INPUT:

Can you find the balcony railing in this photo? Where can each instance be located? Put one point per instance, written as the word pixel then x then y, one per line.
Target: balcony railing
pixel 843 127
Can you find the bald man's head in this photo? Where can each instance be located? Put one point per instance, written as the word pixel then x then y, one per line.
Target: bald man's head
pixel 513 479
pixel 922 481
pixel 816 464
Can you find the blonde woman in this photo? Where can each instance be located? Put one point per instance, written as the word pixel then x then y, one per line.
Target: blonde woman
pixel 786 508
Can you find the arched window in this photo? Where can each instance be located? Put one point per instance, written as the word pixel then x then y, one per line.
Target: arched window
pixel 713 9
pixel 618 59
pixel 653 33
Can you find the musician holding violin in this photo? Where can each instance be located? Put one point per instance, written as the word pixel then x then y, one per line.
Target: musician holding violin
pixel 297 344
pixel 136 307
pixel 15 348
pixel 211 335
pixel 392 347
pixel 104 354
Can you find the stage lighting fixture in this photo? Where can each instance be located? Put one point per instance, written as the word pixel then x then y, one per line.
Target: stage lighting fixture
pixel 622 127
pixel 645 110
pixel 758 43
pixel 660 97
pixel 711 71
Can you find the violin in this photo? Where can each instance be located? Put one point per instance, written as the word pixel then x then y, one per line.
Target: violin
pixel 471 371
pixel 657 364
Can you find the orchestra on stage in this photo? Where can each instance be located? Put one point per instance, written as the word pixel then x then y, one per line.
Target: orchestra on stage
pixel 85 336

TASK DIRECTIONS:
Rewrite as a numbered list only the part of the rows above that opens with the line containing "Can you find the arched" and closes with the line containing "pixel 711 71", both lines included. Leave out any blank lines.

EXERCISE ANSWER:
1. Can you find the arched window in this photo? Where can each instance be located? Put one point per instance, written as the word pixel then x then y, one per line.
2. Target: arched window
3. pixel 713 9
4. pixel 618 59
5. pixel 653 33
6. Can you find the musician holding violin in this photo? Where can each instance be located? Put one point per instance, written as the word pixel then x then y, one per line.
7. Target: musician holding violin
8. pixel 297 344
9. pixel 136 307
10. pixel 15 348
11. pixel 211 335
12. pixel 392 347
13. pixel 104 354
14. Can you find the stage lighting fixture in this photo? Where can each instance be located? Put one point per instance, written as the word pixel then x then y, one per line.
15. Target: stage lighting fixture
16. pixel 622 127
17. pixel 645 110
18. pixel 758 43
19. pixel 660 97
20. pixel 711 71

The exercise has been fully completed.